:: OBJETIVO A ::
Nos registros, reescreva as linhas do início até a linha que contém "M114 229L36 325L156 281Z", ambas incluídas, trocando "holes" por "voids" e deixando todo o resto igual.

:: TRECHO DE ORIGEM ::
# # # # # # #
Outro preso possuía o apelido de “Doze”. Pensei que o mesmo deveria ser traficante (artigo 12, “antigo traficante” da Lei nº 6.368 de 21 de Outubro de 1976), mas na verdade ele me mostrou alguns buracos que possuía em seu corpo, me disse que tinha escapado da ROTA (Rondas Ostensivas Tobias de Aguiar) em virtude de ter sofrido três tiros de 12 (arma calibre 12mm). Eu sempre estudava os presos, sobre as marcas que eles possuíam em seus corpos, inclusive quanto às tatuagens que eles possuíam e as relações das mesmas com o mundo do crime. Satisfeitos com o “serviço” feito, os assassinos começam a arrastar o corpo do preso esfaqueado para dentro da cadeia.

Minha mente estava a “milhão”, “o stress batia no pico”, pensei que eles estavam intercalando as pessoas que eles “furavam” na nossa frente, pois anteriormente tinha sido um agente e depois um preso. Será possível que eles iam trazer um outro agente penitenciário e furá-lo também? Eram treze funcionários de refém, sendo um deles uma mulher. Isso mesmo uma mulher estava no meio de reféns e isso é deveras preocupante em uma “cadeia masculina”. Começávamos a ouvir barulhos dentro da Unidade, presos estavam fazendo vandalismo, com certeza a cadeia iria ser destruída. Eu escutava pelo rádio HT e pelos comentários que os presos estavam fazendo barricadas com colchões, destruindo as salas da Administração, Setor de Enfermaria e estavam arrancando as portas das celas. Se nós que não estávamos de refém estávamos estressados, imaginem só os reféns.

“O longo sofrimento imposto, só por si, é suficiente a demonstrar a grave e indelével marca emocional deixada em cada uma das vítimas, reduzidas a um verdadeiro “nada” naquele clima de terror absoluto que – todos sabemos – uma rebelião traz. (…) E o sofrimento foi tão imenso que até revivê-los, aos depoimentos, parece ter sido um verdadeiro pesadelo a cada uma das vítimas envolvidas nestes triste e lamentável episódio, onde não se( respeitou minimamente o ser humano. (…)Ninguém, absolutamente ninguém, volta-se a dizer, há de duvidar do indescritível terror que deve ter sido estar refenizado na mão de condenados de várias espécies, subjugados a tortura física e emocional, em pleno interior de um presídio, sob o domínio do mal. Negar isto é negar realidade evidente. Nem o mais paciencioso e tranquilo cidadão do mundo, sentir-se-ia confortável numa situação destas, para dizer o mínimo. Imagine-se o clima de pânico!!Imagine-se o que estas pessoas passam até hoje!! E por certo passarão até o fim de seus dias; porque, por certo, jamais esquecerão aqueles momentos de horror!! Impossível pensar-se diferentemente. Como se disse. Negar isto seria negar uma evidência tão gigante que beiraria o “non-sense”” (Apelação Criminal n° 483.283-3/5, da Comarca de Taubaté (V.D. Tremembé)
# # # # # # #
:: DADOS DE ENTRADA ::
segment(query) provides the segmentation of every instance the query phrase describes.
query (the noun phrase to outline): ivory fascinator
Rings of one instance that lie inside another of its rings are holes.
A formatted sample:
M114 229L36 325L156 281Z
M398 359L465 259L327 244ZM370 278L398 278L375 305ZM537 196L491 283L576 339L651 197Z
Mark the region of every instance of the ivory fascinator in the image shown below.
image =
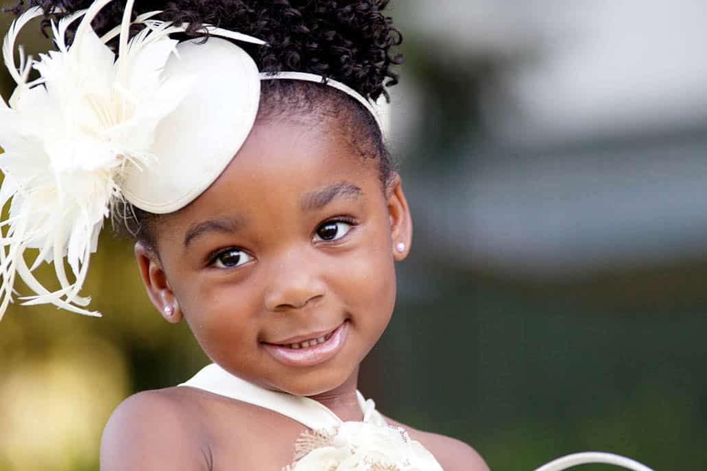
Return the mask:
M1 223L0 319L13 301L16 276L34 292L24 305L51 303L100 316L79 296L91 253L105 218L127 200L141 209L169 213L193 201L221 173L247 137L257 113L260 81L294 78L334 86L366 106L357 92L316 75L259 73L253 59L233 41L211 37L170 39L187 25L153 19L131 21L128 0L122 23L99 37L90 23L111 0L51 23L57 50L26 57L20 30L43 15L28 10L11 25L3 55L17 86L0 104L0 204L9 202ZM71 46L66 33L80 21ZM131 26L142 29L129 38ZM246 35L206 26L209 35L264 44ZM118 37L117 54L107 43ZM40 77L29 81L32 69ZM208 125L199 125L208 123ZM113 215L115 216L115 214ZM38 249L28 264L28 248ZM66 257L72 272L66 272ZM34 276L53 262L60 288L50 291Z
# # # # # # #
:: OBJETIVO B ::
No trecho sobre a rebelião no presídio, quantos funcionários estavam como reféns?

:: RESPOSTA ESPERADA A ::
segment(query) provides the segmentation of every instance the query phrase describes.
query (the noun phrase to outline): ivory fascinator
Rings of one instance that lie inside another of its rings are voids.
A formatted sample:
M114 229L36 325L156 281Z

:: RESPOSTA ESPERADA B ::
Treze funcionários.